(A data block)
╭──
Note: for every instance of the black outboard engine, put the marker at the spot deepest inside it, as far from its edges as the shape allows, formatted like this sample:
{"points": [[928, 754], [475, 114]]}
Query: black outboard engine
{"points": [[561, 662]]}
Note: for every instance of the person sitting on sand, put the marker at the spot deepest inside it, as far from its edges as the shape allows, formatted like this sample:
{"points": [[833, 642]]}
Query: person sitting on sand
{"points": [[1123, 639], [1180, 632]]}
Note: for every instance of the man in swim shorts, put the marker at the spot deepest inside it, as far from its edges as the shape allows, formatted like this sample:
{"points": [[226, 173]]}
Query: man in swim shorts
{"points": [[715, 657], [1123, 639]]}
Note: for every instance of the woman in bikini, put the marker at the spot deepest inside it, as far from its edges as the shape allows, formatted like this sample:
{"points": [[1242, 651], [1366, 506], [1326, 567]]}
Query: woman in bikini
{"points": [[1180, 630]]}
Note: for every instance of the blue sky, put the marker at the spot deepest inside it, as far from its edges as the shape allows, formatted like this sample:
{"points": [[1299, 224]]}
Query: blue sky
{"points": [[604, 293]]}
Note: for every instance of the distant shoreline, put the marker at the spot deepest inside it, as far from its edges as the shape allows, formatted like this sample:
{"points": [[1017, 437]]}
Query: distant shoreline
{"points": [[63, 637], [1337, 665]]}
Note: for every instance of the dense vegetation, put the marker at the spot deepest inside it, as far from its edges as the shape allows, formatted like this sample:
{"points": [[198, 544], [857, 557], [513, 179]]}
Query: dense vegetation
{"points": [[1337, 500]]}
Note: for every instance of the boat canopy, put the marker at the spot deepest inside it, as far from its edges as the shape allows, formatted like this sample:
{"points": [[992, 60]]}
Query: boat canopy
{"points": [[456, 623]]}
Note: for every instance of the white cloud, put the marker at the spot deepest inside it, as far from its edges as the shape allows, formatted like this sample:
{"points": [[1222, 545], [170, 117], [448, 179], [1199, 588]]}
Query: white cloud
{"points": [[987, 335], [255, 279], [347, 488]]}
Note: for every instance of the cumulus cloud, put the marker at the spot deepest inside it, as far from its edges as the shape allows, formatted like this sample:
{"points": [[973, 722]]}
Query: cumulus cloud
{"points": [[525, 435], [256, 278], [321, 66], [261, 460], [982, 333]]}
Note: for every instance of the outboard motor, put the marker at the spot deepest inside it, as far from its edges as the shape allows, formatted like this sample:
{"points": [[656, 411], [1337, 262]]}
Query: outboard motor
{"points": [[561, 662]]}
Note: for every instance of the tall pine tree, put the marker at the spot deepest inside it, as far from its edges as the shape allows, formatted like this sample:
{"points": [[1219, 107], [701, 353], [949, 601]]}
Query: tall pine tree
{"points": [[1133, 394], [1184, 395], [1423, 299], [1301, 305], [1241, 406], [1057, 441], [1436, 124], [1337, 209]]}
╰──
GOAL |
Render every line of the entries above as a numbered list, skipping any blank lines.

SOLUTION TO THIS EXERCISE |
1. Note: for every instance of the black outboard engine, put the marker at the spot deepest inside it, as far from its edges as the shape allows, formatted like this sample:
2. {"points": [[928, 754], [475, 114]]}
3. Query: black outboard engine
4. {"points": [[561, 662]]}
5. Note: for every instance of the person sitting on sand, put the marker at the spot deepest inside it, as far from its edges as the shape allows, formatted like this sample:
6. {"points": [[833, 642]]}
7. Query: person sitting on sand
8. {"points": [[1123, 639], [1180, 632]]}
9. Note: for every instance of the man in swim shorts, put the marker at the spot deepest inside it, as far from its edges as the shape allows, formatted like this sample:
10. {"points": [[226, 173]]}
11. Query: man in swim shorts
12. {"points": [[715, 657], [1123, 639]]}
13. Note: for every instance of the woman in bikini, put the marker at the spot deepest inside it, as far from its edges as the shape allows, formatted like this sample:
14. {"points": [[1242, 651], [1366, 506], [1326, 567]]}
15. Query: woman in bikini
16. {"points": [[1180, 630]]}
17. Note: for every instance of the blue sky, put the marker at the spot deepest inside it, as far from its edges as the shape allows, formatted like this sample:
18. {"points": [[1299, 224]]}
19. Query: blue sky
20. {"points": [[604, 293]]}
21. Note: for every instance of the distant shoreline, put the marker at the spot deepest inside it, as far from its edges as the shape allows, formatted like this sample:
22. {"points": [[1017, 437]]}
23. Query: distant shoreline
24. {"points": [[63, 637], [1337, 665]]}
25. Note: for every instance of the dense vegetation, put the marker at the spot deepest inside it, as far from its edges as the shape allows, formatted like this sample:
26. {"points": [[198, 544], [857, 557], [513, 179]]}
27. Query: dense vegetation
28. {"points": [[1337, 500]]}
29. Note: for every instance of the boat canopy, put the marker at the spot deepest inside it, as far from its edges as the shape allows, formatted like this sample:
30. {"points": [[992, 60]]}
31. Query: boat canopy
32. {"points": [[456, 623]]}
33. Note: for every instance of the white cloud, put the marker at the spot deepest inside it, as far from its edges as the shape allows, formatted like this sample:
34. {"points": [[1222, 545], [170, 117], [448, 179], [1199, 588]]}
35. Query: white cloud
36. {"points": [[987, 335], [255, 279], [347, 488]]}
37. Note: for every instance of the cumulus cloud, put the marker at the spot deepest inside it, as far from its edges as the shape allows, formatted like this sample:
38. {"points": [[973, 722]]}
39. Query: cumulus cloud
40. {"points": [[525, 435], [256, 278], [321, 66], [261, 460], [982, 333]]}
41. Note: for every instance of the outboard motor, put the marker at the spot deepest inside it, as far from its edges as the shape allows, formatted like this sample:
42. {"points": [[656, 411], [1337, 262]]}
43. Query: outboard motor
44. {"points": [[561, 662]]}
45. Note: for every instance of the tall pine tree, put the marker at the spot deepest inside it, as far from its edges as the shape allows, formatted like this sample:
46. {"points": [[1219, 107], [701, 353], [949, 601]]}
47. Query: tall pine tree
48. {"points": [[1133, 394], [1184, 395], [1423, 299], [1301, 305], [1241, 406], [1057, 441], [1436, 124], [1337, 209]]}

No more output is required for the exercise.